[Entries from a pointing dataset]
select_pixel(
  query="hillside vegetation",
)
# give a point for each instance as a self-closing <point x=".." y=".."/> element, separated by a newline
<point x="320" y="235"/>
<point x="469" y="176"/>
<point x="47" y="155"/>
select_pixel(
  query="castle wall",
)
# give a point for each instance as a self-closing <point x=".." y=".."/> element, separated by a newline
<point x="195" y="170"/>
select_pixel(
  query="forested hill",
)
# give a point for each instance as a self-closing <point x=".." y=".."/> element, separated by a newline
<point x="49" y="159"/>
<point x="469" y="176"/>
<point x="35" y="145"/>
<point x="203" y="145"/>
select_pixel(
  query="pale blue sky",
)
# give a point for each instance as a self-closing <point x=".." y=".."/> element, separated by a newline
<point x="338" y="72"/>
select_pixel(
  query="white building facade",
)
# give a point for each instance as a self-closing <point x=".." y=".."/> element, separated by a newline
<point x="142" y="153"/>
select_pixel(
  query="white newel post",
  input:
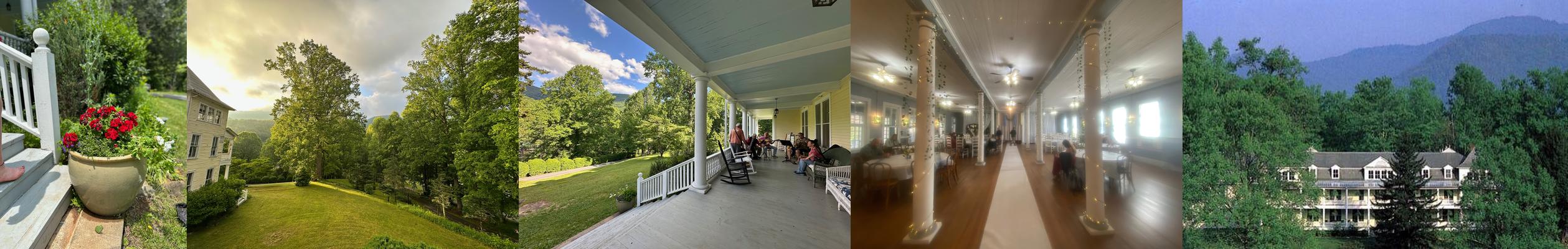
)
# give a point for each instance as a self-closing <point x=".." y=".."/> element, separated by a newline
<point x="925" y="226"/>
<point x="44" y="98"/>
<point x="981" y="132"/>
<point x="1093" y="217"/>
<point x="700" y="137"/>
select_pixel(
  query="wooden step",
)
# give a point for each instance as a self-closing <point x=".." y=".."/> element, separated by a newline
<point x="38" y="165"/>
<point x="38" y="214"/>
<point x="13" y="144"/>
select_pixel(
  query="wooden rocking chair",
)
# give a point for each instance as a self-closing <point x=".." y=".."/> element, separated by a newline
<point x="736" y="168"/>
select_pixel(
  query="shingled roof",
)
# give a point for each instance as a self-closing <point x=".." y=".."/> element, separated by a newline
<point x="1361" y="159"/>
<point x="195" y="87"/>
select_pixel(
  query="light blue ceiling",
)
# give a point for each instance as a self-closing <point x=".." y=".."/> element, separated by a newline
<point x="783" y="102"/>
<point x="810" y="69"/>
<point x="722" y="29"/>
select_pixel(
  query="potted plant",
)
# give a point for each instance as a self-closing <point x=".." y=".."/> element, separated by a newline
<point x="625" y="199"/>
<point x="107" y="159"/>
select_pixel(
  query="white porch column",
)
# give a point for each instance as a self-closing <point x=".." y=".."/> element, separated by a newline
<point x="700" y="137"/>
<point x="1040" y="129"/>
<point x="924" y="226"/>
<point x="730" y="121"/>
<point x="984" y="115"/>
<point x="1093" y="217"/>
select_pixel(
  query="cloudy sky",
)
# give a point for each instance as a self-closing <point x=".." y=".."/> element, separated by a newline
<point x="229" y="40"/>
<point x="573" y="34"/>
<point x="1321" y="29"/>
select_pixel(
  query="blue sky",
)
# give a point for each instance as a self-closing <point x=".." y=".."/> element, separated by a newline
<point x="573" y="34"/>
<point x="1322" y="29"/>
<point x="228" y="43"/>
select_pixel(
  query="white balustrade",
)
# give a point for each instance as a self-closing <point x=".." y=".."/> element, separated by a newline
<point x="29" y="90"/>
<point x="671" y="181"/>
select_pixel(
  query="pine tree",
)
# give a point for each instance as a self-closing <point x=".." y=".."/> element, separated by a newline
<point x="1404" y="217"/>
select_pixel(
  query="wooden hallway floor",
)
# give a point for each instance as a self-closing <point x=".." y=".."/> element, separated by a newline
<point x="1145" y="215"/>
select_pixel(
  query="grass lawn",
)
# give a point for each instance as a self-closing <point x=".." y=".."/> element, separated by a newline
<point x="283" y="215"/>
<point x="559" y="207"/>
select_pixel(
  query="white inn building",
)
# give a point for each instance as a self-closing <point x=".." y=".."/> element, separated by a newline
<point x="1351" y="182"/>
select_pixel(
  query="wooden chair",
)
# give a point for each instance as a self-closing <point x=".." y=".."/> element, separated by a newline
<point x="736" y="168"/>
<point x="880" y="181"/>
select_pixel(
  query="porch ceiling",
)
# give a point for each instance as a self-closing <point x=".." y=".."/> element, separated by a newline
<point x="752" y="49"/>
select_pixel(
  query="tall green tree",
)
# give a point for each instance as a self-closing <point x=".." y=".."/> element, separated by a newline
<point x="466" y="85"/>
<point x="1404" y="209"/>
<point x="1512" y="198"/>
<point x="583" y="107"/>
<point x="1240" y="134"/>
<point x="319" y="108"/>
<point x="164" y="24"/>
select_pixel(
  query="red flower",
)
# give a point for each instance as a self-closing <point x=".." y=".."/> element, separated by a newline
<point x="71" y="140"/>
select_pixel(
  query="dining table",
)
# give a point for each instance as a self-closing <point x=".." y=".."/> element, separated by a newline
<point x="902" y="166"/>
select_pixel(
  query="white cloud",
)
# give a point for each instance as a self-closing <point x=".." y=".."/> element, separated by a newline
<point x="228" y="43"/>
<point x="595" y="21"/>
<point x="554" y="50"/>
<point x="618" y="88"/>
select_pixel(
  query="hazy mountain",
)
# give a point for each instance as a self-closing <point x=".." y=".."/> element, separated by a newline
<point x="1501" y="47"/>
<point x="261" y="128"/>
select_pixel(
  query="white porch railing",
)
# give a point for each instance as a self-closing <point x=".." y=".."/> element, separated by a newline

→ DIRECTION: Repeat the records above verbatim, with no pictures in the result.

→ RESULT OF THIS TASK:
select_pixel(
  query="hillside vegetation",
)
# give a point for each instance as a self-closing <point x=".." y=".."/> element, separated by a newline
<point x="320" y="235"/>
<point x="469" y="176"/>
<point x="47" y="155"/>
select_pixel(
  query="castle wall",
)
# give a point for each instance as a self-closing <point x=".." y=".."/> element, separated by a newline
<point x="195" y="170"/>
select_pixel(
  query="forested hill",
)
# give a point for each instance as a self-closing <point x=".." y=".."/> element, separated by a newline
<point x="49" y="159"/>
<point x="469" y="176"/>
<point x="35" y="145"/>
<point x="203" y="145"/>
select_pixel(
  query="pale blue sky",
)
# give a point for each instance as a self-closing <point x=".." y=".."/> element, separated by a newline
<point x="338" y="72"/>
select_pixel(
  query="white building facade",
)
# give a point for each instance as a self-closing <point x=".." y=".."/> element, separated by a newline
<point x="142" y="153"/>
select_pixel(
  query="white newel post",
  input:
)
# give a point for each instance as a self-closing <point x=".." y=".."/> element, separated by a newline
<point x="925" y="226"/>
<point x="44" y="98"/>
<point x="981" y="132"/>
<point x="1093" y="217"/>
<point x="700" y="137"/>
select_pixel(
  query="wooden step",
)
# give a point for each instance as a self-closing <point x=".." y=".."/> element, separated by a newline
<point x="38" y="165"/>
<point x="38" y="214"/>
<point x="13" y="144"/>
select_pixel(
  query="wooden rocking chair",
)
# give a point for each instance as a self-closing <point x=".." y=".."/> element, separated by a newline
<point x="736" y="168"/>
select_pixel(
  query="shingled roof",
)
# give a point for each instance as a self-closing <point x=".." y=".."/> element, separated by a newline
<point x="1361" y="159"/>
<point x="195" y="87"/>
select_pixel(
  query="light blue ceiling",
)
# give a point for each instance as a self-closing <point x=".." y=".."/> element, separated by a newline
<point x="783" y="102"/>
<point x="810" y="69"/>
<point x="722" y="29"/>
select_pixel(
  query="potted plant",
)
# give a point for each instance as a self-closing <point x=".." y=".."/> element, separated by a newline
<point x="625" y="199"/>
<point x="107" y="159"/>
select_pixel(
  query="white porch column",
)
# give a point for each instance as a self-closing <point x=".." y=".."/> element, separated by a newline
<point x="700" y="137"/>
<point x="1040" y="129"/>
<point x="924" y="226"/>
<point x="730" y="121"/>
<point x="984" y="115"/>
<point x="1093" y="217"/>
select_pixel(
  query="cloudy sky",
)
# give a point for each instance as a self-closing <point x=".." y=".."/> element, separated by a newline
<point x="229" y="40"/>
<point x="573" y="34"/>
<point x="1321" y="29"/>
select_pixel(
  query="blue sky",
)
# give a point for each instance as a self-closing <point x=".." y=".."/> element, separated by a newline
<point x="573" y="34"/>
<point x="1322" y="29"/>
<point x="228" y="43"/>
select_pixel(
  query="white balustrade",
)
# give a point for each instance as a self-closing <point x=".." y=".."/> element, separated by a newline
<point x="29" y="90"/>
<point x="671" y="181"/>
select_pixel(
  query="pine tree",
)
# give a point for each instance as a self-closing <point x=".." y=".."/> element, separated by a newline
<point x="1404" y="217"/>
select_pixel(
  query="wooden hallway floor",
)
# give a point for each instance as a self-closing <point x=".." y=".."/> element, separated by a newline
<point x="1145" y="215"/>
select_pixel(
  query="grass lawn",
)
# give a point for each instance as a self-closing <point x=".." y=".."/> element, separated by a newline
<point x="283" y="215"/>
<point x="559" y="207"/>
select_pixel(
  query="white inn building",
)
# give a point for each instance as a self-closing <point x=".." y=".."/> element, separated by a newline
<point x="1351" y="182"/>
select_pixel(
  query="wooden chair",
)
# give a point for each instance as a self-closing <point x=".." y=".."/> element, separated by a newline
<point x="736" y="168"/>
<point x="880" y="181"/>
select_pixel(
  query="porch ceiling",
)
# give a point for each instance as a self-closing <point x=".." y=".."/> element, separated by a newline
<point x="752" y="49"/>
select_pixel(
  query="tall green tree",
)
# give a point for each instance as a self-closing <point x=".." y=".."/> element, separated by a newline
<point x="466" y="85"/>
<point x="1404" y="209"/>
<point x="1512" y="198"/>
<point x="583" y="107"/>
<point x="1240" y="134"/>
<point x="319" y="108"/>
<point x="164" y="24"/>
select_pixel(
  query="red flower",
)
# give a point for each instance as a self-closing <point x=".." y=".."/> element, separated by a newline
<point x="71" y="140"/>
select_pixel(
  query="dining table",
)
# give a point for each instance as a self-closing <point x=".." y=".."/> element, separated by a newline
<point x="902" y="166"/>
select_pixel(
  query="white cloud",
)
# give a point for each instance as a self-closing <point x=".." y=".."/> element, separated by a newline
<point x="228" y="43"/>
<point x="595" y="21"/>
<point x="554" y="50"/>
<point x="618" y="88"/>
select_pixel(
  query="hazy mountain",
)
# give a point for each instance as a self-closing <point x=".." y=".."/> element, separated by a newline
<point x="1501" y="47"/>
<point x="261" y="128"/>
select_pixel(
  query="white porch railing",
)
# give a point for each instance as a self-closing <point x=".." y=".."/> element, separated by a newline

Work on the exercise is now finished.